What this task involves: Where does the string "juice" occur in the entries below? Copy every line where it does.

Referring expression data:
────────
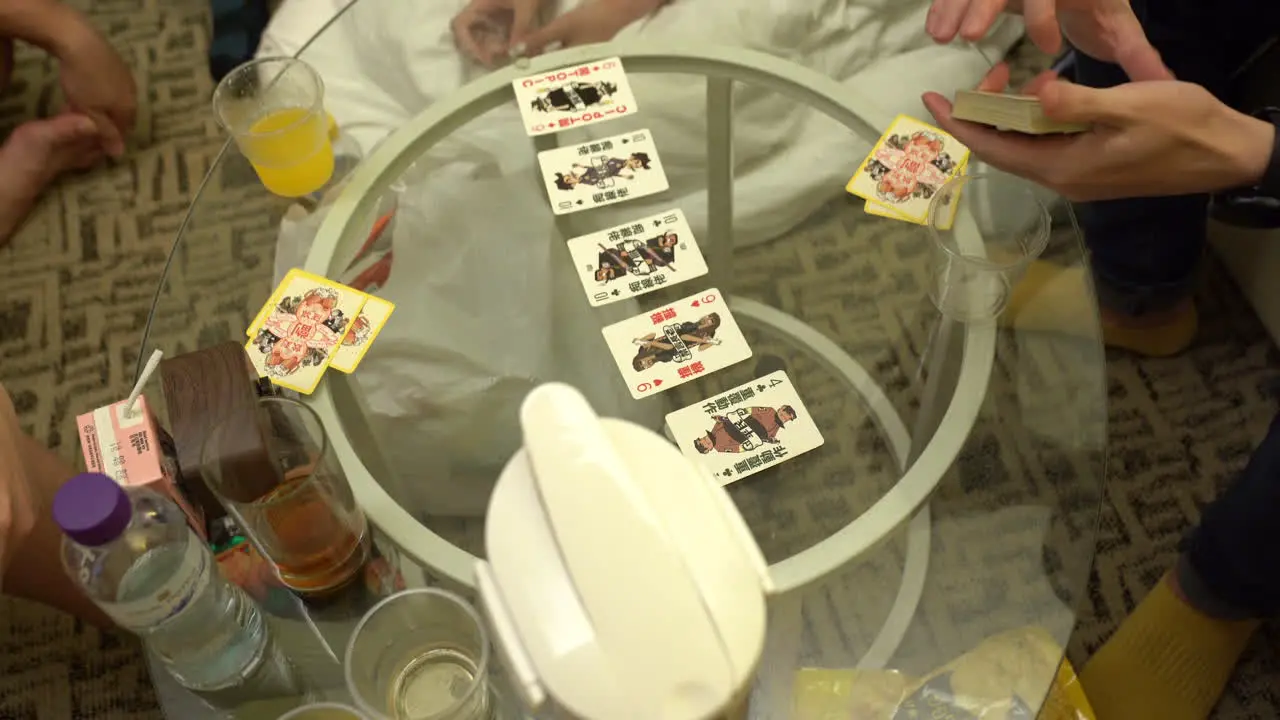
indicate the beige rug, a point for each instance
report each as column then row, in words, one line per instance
column 77, row 283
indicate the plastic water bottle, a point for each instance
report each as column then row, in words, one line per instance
column 135, row 556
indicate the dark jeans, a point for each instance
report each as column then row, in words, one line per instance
column 1144, row 251
column 1144, row 254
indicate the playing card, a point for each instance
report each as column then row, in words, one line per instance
column 944, row 222
column 908, row 165
column 676, row 343
column 576, row 96
column 301, row 328
column 361, row 335
column 602, row 172
column 636, row 258
column 746, row 429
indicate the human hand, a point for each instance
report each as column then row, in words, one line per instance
column 97, row 83
column 485, row 30
column 1147, row 139
column 1106, row 30
column 595, row 21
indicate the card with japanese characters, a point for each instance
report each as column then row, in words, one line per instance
column 906, row 167
column 575, row 96
column 301, row 329
column 636, row 258
column 602, row 172
column 675, row 343
column 361, row 333
column 746, row 429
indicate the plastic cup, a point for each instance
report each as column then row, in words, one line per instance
column 323, row 711
column 272, row 466
column 274, row 110
column 986, row 229
column 420, row 655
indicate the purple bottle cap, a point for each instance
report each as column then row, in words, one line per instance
column 92, row 509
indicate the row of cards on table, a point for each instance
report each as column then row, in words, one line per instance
column 735, row 433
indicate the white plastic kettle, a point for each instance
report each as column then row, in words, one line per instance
column 621, row 582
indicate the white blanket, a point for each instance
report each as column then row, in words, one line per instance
column 488, row 302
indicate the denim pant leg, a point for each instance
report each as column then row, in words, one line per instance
column 1144, row 251
column 1233, row 554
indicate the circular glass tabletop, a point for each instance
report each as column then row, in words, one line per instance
column 954, row 490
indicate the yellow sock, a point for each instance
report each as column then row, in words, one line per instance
column 1165, row 662
column 1054, row 299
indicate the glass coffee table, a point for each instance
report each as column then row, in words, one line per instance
column 958, row 488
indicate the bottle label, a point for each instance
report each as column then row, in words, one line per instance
column 188, row 579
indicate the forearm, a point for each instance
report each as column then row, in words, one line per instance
column 46, row 23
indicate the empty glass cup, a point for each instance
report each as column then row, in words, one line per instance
column 984, row 228
column 323, row 711
column 420, row 655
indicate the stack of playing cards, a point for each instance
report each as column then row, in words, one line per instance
column 312, row 323
column 1018, row 113
column 732, row 434
column 906, row 168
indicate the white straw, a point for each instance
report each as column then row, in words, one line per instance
column 147, row 370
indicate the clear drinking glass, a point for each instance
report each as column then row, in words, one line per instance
column 272, row 466
column 420, row 655
column 274, row 110
column 323, row 711
column 986, row 228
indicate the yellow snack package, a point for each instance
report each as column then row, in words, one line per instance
column 1000, row 679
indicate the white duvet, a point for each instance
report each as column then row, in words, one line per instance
column 457, row 358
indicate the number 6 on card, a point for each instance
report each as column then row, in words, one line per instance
column 675, row 343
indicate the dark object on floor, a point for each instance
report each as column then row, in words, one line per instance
column 238, row 27
column 1257, row 208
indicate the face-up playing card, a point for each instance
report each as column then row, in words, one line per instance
column 576, row 96
column 361, row 333
column 947, row 210
column 301, row 328
column 602, row 172
column 908, row 165
column 746, row 429
column 636, row 258
column 676, row 343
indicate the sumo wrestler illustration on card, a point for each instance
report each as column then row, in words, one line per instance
column 301, row 331
column 746, row 429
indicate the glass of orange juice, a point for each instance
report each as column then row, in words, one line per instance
column 274, row 110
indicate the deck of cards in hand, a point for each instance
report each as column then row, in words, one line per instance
column 906, row 168
column 1018, row 113
column 310, row 324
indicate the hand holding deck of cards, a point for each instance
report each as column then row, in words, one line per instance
column 310, row 324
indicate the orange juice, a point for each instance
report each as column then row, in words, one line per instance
column 291, row 150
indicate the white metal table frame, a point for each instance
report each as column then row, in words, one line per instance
column 936, row 447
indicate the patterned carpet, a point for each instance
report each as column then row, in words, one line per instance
column 78, row 281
────────
Answer to the problem:
indicate the glass of orange juice, a point for each instance
indicate the orange juice, a point for each instance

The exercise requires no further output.